**** Приведённый отрывок

Загадки стиля ("вдруг случилось буквально следующее")
Не совсем надёжным, но поучительным тоном герой даёт понять, что, вернувшись домой с войны, он страдает экзистенциальным расслоением; вокруг него все "какие-то мёртвые", а он живёт в параллельном мире, позволяющем "possibility of a search". Чего он, собственно ищет, он сам понять не может, и читателю сказать не пытается. В этом, похоже, пафос повести; до конца книги автор демонстрирует различные проявления отчуждения и расслоения, а читатель гадает и приходит к своим решениям, как вот я, например.
Полоса отчуждения проложена рядом со следующими путями:
(а) Религия: Бинкс (а именно так зовут нашего петрушку), которого не интересует "бог", посещает на болотах Луизианы мать, обросшую со времени героической гибели его отца новой семьёй, одним из членов которой является больной церебральным параличом пацан пятнадцати лет, религиозный фанат-мученик. Бинкс очень близок к нему, и пацан его любит, глубокомысленные беседы с ним передаются в книге знаково и смачно. Смерть этого персонажа, кажется, воспринимается м-ром Боллингом (такова его фамилия) как ступень, на которую он, однако, не хочет подняться.
(б) Глобально-Социальное: самый грязный кусок, какое-то покорёженное полотно. ББ происходит из аристократической семьи, представленной в повести, в основном, его тёткой. С тёткой у него трогательные отношения, и тётка настолько символична, что, несмотря на некоторую живость черт, местами кажется бронзовой. Так, пожалуй, и нужно автору. Трогательные отношения заканчиваются плачевно, когда Бинкс на деле выказывает пренебрежение устарелыми ценностями болотной аристократии посредством увезения проблематичной кузины из глубинки в Чикаго и несколько проблематичной ебли с кузиной в поезде на обратном пути (но об этом в разделе "любовь"). Следует общественный разрыв со шрамом; конфедеративная аристократия, родив героя, никогда не будет прежней.

********
**** Сведения из записей

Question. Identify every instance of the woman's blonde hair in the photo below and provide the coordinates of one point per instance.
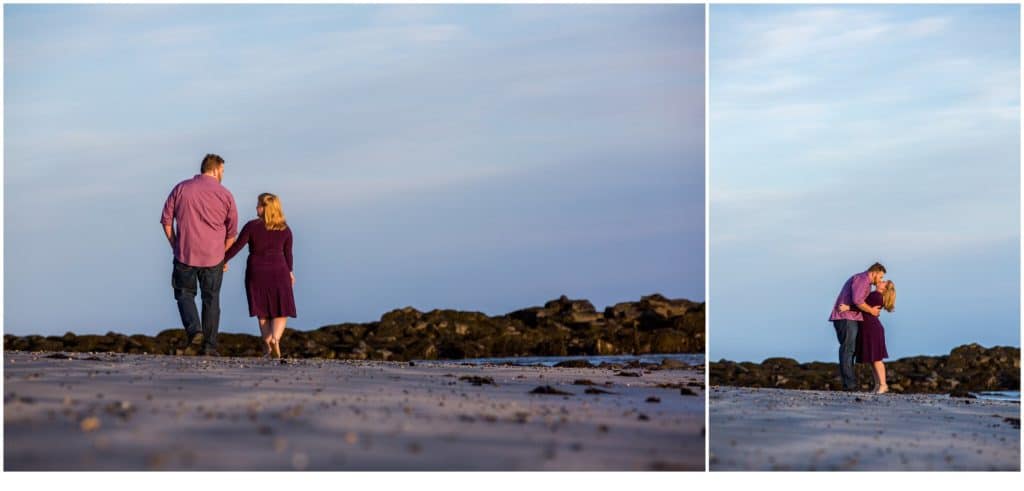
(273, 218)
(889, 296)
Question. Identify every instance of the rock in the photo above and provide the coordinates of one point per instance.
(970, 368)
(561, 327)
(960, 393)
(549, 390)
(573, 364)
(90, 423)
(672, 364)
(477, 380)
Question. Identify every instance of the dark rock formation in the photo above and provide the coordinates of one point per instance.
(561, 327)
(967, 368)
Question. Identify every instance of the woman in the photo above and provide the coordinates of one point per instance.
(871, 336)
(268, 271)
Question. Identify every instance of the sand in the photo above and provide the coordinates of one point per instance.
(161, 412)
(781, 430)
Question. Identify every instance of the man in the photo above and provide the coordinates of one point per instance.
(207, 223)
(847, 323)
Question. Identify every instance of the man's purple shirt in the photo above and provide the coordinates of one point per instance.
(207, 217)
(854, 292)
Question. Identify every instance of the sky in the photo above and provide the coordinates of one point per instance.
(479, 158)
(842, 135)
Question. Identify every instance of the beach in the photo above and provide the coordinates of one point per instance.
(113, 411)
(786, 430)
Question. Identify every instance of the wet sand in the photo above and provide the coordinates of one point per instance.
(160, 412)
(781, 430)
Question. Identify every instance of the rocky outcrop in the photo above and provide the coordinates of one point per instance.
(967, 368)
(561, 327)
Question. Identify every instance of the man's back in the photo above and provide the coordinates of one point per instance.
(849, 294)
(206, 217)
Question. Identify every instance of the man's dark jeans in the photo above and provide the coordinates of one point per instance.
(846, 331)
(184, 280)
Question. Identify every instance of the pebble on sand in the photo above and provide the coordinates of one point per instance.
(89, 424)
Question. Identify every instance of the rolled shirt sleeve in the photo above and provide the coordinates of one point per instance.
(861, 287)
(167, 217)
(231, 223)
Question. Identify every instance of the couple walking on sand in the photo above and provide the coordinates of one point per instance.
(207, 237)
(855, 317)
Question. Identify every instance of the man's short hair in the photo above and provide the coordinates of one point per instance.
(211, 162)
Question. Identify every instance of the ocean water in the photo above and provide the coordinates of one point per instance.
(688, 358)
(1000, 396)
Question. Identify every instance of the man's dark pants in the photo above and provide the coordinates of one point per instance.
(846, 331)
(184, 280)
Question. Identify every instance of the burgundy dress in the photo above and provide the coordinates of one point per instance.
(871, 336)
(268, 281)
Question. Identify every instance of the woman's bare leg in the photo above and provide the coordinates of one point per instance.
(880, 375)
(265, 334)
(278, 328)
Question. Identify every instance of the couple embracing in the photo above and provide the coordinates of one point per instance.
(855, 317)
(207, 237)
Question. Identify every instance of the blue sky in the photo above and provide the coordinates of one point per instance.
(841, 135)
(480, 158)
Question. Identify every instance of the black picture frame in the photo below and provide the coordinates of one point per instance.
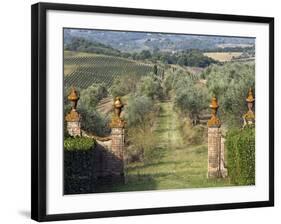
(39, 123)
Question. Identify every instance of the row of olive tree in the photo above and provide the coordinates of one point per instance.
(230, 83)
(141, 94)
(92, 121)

********
**** Сведения из записей

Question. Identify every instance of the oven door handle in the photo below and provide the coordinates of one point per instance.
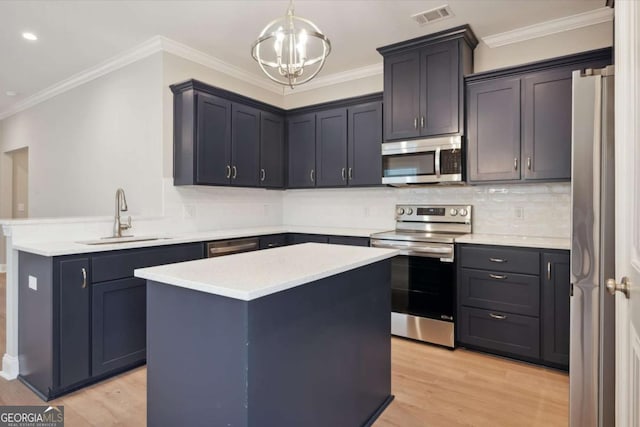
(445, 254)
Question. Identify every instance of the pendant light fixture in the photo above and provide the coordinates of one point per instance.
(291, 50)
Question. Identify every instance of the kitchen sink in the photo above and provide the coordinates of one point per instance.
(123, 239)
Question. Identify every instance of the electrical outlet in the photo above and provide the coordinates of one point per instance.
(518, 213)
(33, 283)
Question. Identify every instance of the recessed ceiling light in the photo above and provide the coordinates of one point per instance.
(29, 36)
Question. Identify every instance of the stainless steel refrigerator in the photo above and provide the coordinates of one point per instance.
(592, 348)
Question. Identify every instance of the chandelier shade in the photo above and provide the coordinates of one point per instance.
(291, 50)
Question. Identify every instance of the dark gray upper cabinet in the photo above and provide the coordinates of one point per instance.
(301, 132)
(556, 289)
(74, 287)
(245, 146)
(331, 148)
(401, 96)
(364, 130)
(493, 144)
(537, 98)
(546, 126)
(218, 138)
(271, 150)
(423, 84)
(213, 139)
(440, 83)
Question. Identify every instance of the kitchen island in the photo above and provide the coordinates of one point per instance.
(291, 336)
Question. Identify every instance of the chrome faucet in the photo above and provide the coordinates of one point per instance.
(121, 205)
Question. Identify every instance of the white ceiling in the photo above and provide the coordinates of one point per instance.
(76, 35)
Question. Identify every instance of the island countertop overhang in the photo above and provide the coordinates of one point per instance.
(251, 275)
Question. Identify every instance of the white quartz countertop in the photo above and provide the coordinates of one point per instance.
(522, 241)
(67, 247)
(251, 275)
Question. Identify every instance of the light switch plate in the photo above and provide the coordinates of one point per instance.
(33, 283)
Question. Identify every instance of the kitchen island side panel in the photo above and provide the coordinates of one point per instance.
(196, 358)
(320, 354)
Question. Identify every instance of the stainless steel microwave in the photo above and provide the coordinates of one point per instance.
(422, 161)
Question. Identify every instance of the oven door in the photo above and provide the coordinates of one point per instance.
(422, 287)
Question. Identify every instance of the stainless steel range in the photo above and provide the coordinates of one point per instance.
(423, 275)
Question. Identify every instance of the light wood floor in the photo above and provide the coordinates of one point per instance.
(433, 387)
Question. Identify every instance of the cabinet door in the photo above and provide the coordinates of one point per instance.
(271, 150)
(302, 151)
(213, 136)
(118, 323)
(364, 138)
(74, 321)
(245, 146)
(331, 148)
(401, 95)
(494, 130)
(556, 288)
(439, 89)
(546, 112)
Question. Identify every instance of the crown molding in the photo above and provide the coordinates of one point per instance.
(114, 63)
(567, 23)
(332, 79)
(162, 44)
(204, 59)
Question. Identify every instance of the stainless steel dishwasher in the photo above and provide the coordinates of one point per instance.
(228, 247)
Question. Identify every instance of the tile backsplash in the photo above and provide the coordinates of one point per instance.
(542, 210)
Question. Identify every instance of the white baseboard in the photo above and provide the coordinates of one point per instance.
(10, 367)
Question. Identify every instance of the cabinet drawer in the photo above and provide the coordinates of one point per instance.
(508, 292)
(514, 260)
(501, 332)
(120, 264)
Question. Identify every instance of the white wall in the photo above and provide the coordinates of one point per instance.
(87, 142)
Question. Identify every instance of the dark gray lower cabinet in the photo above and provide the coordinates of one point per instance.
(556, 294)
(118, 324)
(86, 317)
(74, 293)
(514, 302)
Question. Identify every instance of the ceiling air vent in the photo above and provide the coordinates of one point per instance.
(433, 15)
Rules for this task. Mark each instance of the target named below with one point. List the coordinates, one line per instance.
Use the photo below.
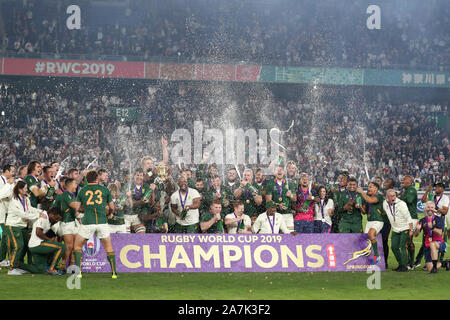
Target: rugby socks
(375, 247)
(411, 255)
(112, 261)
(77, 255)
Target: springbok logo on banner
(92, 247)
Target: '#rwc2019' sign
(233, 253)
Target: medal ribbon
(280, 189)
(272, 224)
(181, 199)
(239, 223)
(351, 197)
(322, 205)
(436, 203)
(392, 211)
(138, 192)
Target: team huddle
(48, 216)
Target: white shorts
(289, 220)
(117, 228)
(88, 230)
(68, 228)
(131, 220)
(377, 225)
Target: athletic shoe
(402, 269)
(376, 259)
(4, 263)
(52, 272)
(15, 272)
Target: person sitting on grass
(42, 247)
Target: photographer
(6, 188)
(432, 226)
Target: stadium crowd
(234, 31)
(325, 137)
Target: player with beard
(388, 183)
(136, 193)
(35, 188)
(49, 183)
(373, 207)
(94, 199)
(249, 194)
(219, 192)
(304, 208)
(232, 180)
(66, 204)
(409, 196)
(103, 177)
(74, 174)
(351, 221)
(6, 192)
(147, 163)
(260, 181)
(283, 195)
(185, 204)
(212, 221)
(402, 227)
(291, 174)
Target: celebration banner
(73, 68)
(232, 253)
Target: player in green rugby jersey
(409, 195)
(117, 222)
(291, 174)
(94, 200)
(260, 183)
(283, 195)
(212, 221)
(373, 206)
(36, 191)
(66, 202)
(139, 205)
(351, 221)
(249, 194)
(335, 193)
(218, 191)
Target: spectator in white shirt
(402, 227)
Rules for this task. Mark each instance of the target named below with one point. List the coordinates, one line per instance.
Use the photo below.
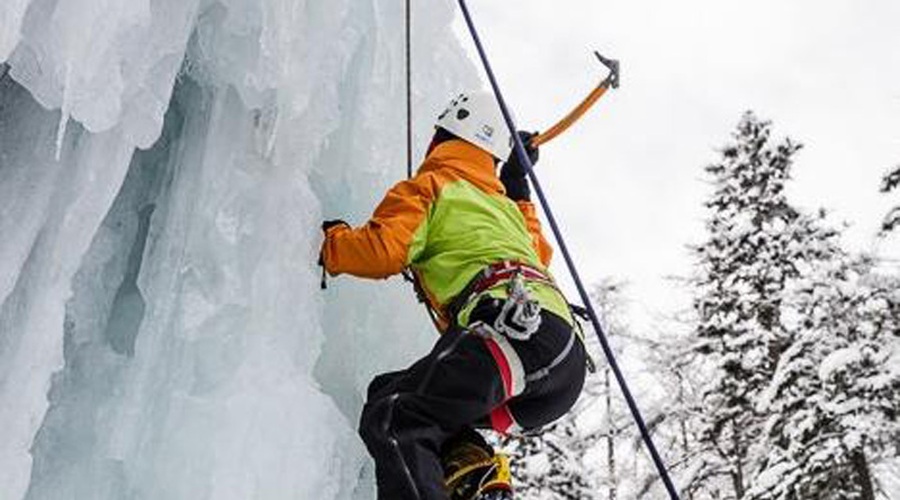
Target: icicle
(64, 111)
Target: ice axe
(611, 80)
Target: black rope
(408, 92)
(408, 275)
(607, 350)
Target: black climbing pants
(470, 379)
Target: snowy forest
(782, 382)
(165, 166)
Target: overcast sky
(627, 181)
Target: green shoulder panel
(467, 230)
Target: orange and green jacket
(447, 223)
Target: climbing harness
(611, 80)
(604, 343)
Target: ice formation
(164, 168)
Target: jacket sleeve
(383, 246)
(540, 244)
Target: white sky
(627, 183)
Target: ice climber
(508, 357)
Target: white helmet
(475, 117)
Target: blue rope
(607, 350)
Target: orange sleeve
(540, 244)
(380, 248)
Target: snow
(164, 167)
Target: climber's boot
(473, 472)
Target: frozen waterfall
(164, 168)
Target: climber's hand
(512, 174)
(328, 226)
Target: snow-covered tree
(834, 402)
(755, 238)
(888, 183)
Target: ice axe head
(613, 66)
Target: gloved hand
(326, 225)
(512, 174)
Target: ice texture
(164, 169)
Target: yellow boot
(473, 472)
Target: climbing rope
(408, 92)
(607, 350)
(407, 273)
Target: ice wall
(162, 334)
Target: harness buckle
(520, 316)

********

Задания –
• A. Перечислите родственников Бинкса, которых заметка о повести обозначает словами родства.
• B. Напишите продолжение заметки о повести, начав после последнего абзаца.

Ответы к заданиям –
• A. Мать, отец, тётка, кузина.

• B.
(в) Локально-Социальное: титульная тема повествования. Тем местом, которым окружающие Бинкса обыватели сигнализируют жизнелюбие и переживают свои нехитрые бытовые переживания, Бинкс ощущает только фантомные боли (у него временами ноет шрам в том месте, куда его не убили). Истинные переживания для героя имеют место только в кино, но всё дело, конечно, не во вторичности кина и поцелуях в диафрагму, и не в том, что у него собственные чувства позаткнуты тряпками (об этом далее в разделе "любовь"). Кино особенно важно для повести, потому что для Б. Боллинга это в некотором роде алтарь, позволяющий связать потустороннее (собственно, фильм) с действительностью (кинотеатр и его окрестности). Ему не всё равно, куда ходить в кино, ему нужен зал с атмосферой, пиздёж с кассиршей, люди и погода на улице, и, по возможности, сопровождение (см. раздел "любовь"). Это, типа, самая важная тема, и, наверно, ответ на вопрос, чего ищет герой: он ищет синтеза, режет и жжёт жертвенных животных ("любовь"), разводя тучный дым, сводя через законсервированное в пыльном серебряном луче экранное время свой сшитый в шрам внутренний мир и ощутимую живую жизнь. Но боги, похоже, не жрут и не ведутся.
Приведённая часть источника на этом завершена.